_Extract provided_

┌──

# 2 Pygmy Goat Does, food and space help/info



## secuono (Jan 26, 2011)

I am looking into getting two female Pygmy Goats sometime soon. We live on 2 acres, about 1.5acres for the goats/chickens and rest will hopefully be fenced off soon for human use, lol. 
I'm wondering if I let the goats meander 24/7 on the land, how much feed would I need to keep on hand? How much would I give them and when? How much would it cost me monthly? 
These will be pets, they are 5-6 years old. 
What other things other than grain and hay will I need to provide them?
Will they get along with my chickens and dogs if they don't pester them first?
Thanks!!


----------



## 20kidsonhill (Jan 26, 2011)

Where do you live, what is on the 1 1/2 acres as far as pasture or lawn or brush and trees?


----------



## Ariel72 (Jan 26, 2011)

I'm thinking the dogs could be a issue, especially with small goats.  Goats are natural prey for dog like creatures.  You didn't mention whether the girls will be closed in at night or not.  If not they can easily be attacked by a neighborhood dog...or like in my area coyotes.  If you're not going to breed them, you may not need grain if you have enough browse for them.  Unless you want to use it as a treat to making friends with them.

└──

_Stated problem_
Answer these questions from the forum thread on pygmy goats:
1. How old are the two goats the first poster plans to get?
2. How many acres does the first poster live on?
3. According to Ariel72, what may the goats not need if they will not be bred and have enough browse?
The material after this point is separate from the forum thread.

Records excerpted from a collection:
┌──

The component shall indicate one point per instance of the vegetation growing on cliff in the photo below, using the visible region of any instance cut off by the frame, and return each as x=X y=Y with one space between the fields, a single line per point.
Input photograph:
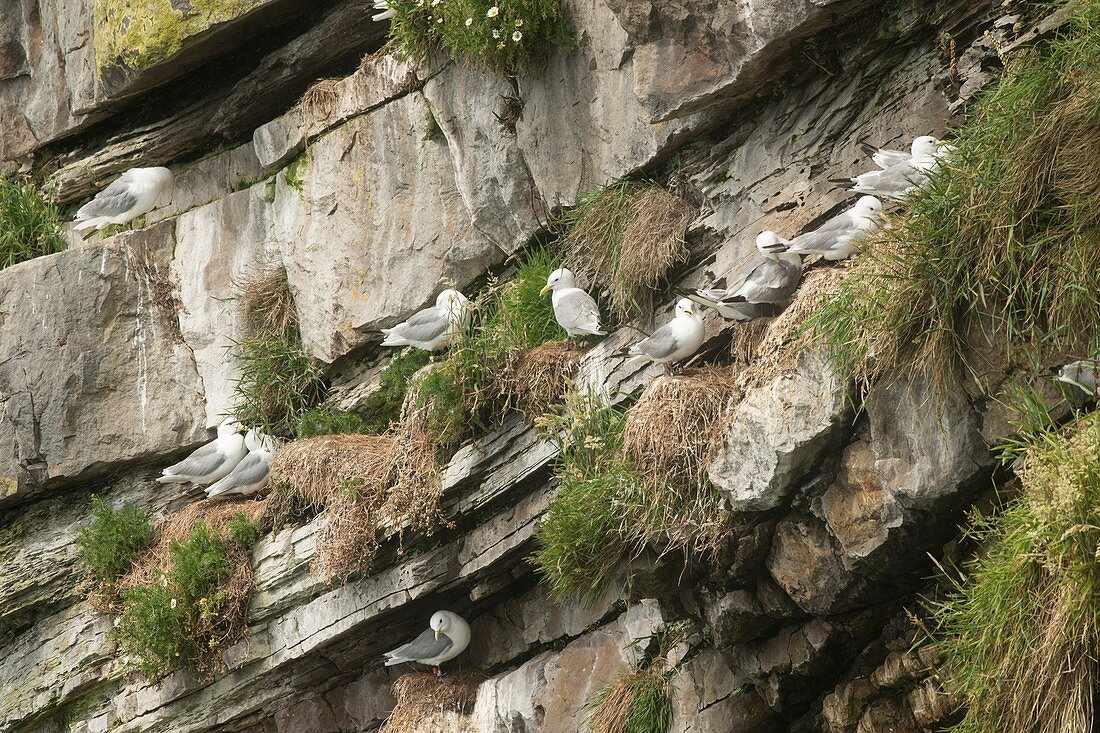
x=625 y=239
x=1021 y=630
x=30 y=225
x=510 y=36
x=1001 y=245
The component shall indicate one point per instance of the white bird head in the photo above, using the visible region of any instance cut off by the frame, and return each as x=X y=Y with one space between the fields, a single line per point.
x=440 y=622
x=867 y=207
x=559 y=279
x=229 y=427
x=924 y=146
x=685 y=307
x=770 y=243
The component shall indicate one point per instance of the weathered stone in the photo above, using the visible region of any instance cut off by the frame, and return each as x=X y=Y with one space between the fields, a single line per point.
x=778 y=431
x=92 y=372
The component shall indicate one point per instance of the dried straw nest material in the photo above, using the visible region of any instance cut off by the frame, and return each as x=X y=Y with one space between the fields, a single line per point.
x=266 y=305
x=541 y=376
x=626 y=239
x=428 y=704
x=784 y=337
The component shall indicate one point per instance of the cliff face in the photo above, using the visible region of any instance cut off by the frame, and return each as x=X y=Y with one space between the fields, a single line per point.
x=113 y=353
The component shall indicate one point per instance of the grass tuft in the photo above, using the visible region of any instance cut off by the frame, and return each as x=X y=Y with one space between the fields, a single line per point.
x=30 y=225
x=1020 y=632
x=1002 y=245
x=625 y=239
x=112 y=540
x=517 y=37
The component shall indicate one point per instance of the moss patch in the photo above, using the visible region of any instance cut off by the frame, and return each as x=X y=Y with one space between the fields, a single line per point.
x=135 y=34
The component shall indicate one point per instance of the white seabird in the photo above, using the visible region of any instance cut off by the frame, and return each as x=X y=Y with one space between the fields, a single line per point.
x=212 y=461
x=251 y=473
x=678 y=339
x=129 y=196
x=432 y=328
x=574 y=309
x=839 y=237
x=1084 y=374
x=771 y=277
x=447 y=636
x=898 y=179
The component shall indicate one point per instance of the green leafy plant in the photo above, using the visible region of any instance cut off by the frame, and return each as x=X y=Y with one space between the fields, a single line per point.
x=243 y=532
x=510 y=36
x=1019 y=632
x=1000 y=248
x=277 y=383
x=30 y=225
x=113 y=539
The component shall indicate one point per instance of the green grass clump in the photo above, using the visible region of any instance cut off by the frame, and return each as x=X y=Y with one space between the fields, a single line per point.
x=625 y=239
x=1021 y=630
x=243 y=532
x=278 y=382
x=637 y=702
x=1002 y=247
x=113 y=538
x=580 y=546
x=152 y=631
x=30 y=225
x=509 y=36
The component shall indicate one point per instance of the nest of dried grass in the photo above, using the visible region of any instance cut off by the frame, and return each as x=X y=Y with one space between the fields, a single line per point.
x=784 y=337
x=426 y=703
x=319 y=100
x=266 y=305
x=309 y=474
x=626 y=238
x=541 y=376
x=369 y=485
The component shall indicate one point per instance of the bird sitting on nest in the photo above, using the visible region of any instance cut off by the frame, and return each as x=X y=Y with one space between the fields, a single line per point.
x=677 y=340
x=574 y=309
x=129 y=196
x=447 y=636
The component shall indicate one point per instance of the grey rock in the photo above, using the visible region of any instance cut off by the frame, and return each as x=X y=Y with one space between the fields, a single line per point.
x=95 y=374
x=778 y=431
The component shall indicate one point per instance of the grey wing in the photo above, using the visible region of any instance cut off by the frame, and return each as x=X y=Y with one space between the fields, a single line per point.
x=248 y=472
x=578 y=308
x=424 y=326
x=117 y=198
x=661 y=345
x=769 y=282
x=425 y=646
x=202 y=461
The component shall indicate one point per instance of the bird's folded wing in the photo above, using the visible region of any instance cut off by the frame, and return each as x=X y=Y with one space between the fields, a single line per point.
x=205 y=460
x=424 y=326
x=578 y=309
x=425 y=646
x=117 y=198
x=661 y=345
x=249 y=471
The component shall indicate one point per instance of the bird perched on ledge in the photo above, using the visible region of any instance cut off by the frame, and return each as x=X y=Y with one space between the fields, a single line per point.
x=129 y=196
x=447 y=636
x=574 y=309
x=432 y=328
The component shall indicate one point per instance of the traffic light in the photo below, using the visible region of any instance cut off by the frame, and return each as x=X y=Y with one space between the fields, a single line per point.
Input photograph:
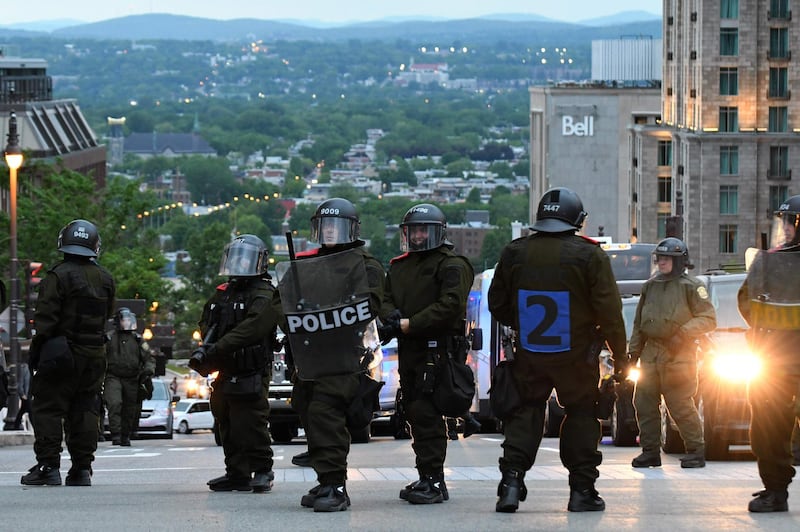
x=32 y=280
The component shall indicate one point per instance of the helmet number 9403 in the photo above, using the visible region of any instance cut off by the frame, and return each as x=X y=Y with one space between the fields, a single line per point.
x=544 y=321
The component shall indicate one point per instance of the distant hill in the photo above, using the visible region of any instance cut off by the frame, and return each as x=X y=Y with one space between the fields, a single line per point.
x=177 y=27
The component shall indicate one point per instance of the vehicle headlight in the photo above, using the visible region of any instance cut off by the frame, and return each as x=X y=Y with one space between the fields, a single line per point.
x=736 y=366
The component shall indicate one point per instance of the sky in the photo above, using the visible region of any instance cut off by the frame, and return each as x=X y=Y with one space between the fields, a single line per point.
x=14 y=12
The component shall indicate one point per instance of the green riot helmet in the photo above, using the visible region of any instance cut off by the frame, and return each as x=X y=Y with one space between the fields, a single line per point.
x=79 y=237
x=125 y=320
x=785 y=224
x=335 y=222
x=560 y=210
x=246 y=256
x=675 y=248
x=423 y=227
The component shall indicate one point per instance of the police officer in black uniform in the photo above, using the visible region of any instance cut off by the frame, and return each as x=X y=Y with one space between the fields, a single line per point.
x=426 y=303
x=76 y=299
x=554 y=288
x=769 y=300
x=242 y=323
x=321 y=402
x=129 y=364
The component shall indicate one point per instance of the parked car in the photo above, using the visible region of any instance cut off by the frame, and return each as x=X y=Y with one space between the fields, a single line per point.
x=725 y=367
x=622 y=425
x=192 y=414
x=156 y=415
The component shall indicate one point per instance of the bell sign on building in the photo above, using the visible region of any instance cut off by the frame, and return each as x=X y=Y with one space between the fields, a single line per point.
x=580 y=128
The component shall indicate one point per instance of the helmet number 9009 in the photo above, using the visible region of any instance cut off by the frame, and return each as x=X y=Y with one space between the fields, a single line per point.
x=544 y=321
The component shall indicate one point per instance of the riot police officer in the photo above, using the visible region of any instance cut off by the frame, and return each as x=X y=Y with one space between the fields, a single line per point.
x=239 y=324
x=769 y=300
x=554 y=288
x=130 y=362
x=673 y=311
x=327 y=380
x=76 y=299
x=426 y=302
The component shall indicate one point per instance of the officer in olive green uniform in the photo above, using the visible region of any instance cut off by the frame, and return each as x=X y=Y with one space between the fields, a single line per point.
x=426 y=299
x=554 y=288
x=129 y=362
x=321 y=402
x=242 y=324
x=769 y=300
x=76 y=299
x=673 y=311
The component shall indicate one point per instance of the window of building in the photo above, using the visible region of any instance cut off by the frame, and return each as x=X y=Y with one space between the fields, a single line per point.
x=729 y=41
x=728 y=81
x=779 y=9
x=729 y=199
x=729 y=9
x=779 y=82
x=779 y=161
x=662 y=225
x=728 y=119
x=729 y=160
x=664 y=189
x=777 y=195
x=728 y=234
x=778 y=119
x=779 y=43
x=664 y=153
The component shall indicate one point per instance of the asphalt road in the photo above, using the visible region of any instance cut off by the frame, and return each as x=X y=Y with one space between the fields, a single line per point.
x=161 y=485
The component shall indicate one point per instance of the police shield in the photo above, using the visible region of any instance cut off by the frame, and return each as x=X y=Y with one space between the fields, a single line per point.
x=773 y=290
x=326 y=302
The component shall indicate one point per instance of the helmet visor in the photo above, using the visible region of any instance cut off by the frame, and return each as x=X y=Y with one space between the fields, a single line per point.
x=127 y=320
x=784 y=230
x=331 y=230
x=420 y=237
x=242 y=258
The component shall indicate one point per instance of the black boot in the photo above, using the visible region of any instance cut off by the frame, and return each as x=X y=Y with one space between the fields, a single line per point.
x=585 y=500
x=42 y=475
x=769 y=501
x=77 y=476
x=226 y=483
x=331 y=498
x=262 y=481
x=510 y=491
x=430 y=489
x=471 y=426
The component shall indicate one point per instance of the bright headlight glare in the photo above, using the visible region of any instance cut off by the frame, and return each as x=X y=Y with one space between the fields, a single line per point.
x=737 y=367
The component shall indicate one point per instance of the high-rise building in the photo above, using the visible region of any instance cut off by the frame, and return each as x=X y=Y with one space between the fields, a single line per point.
x=721 y=160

└──

_In response_
1. 5-6 years old
2. 2 acres
3. Grain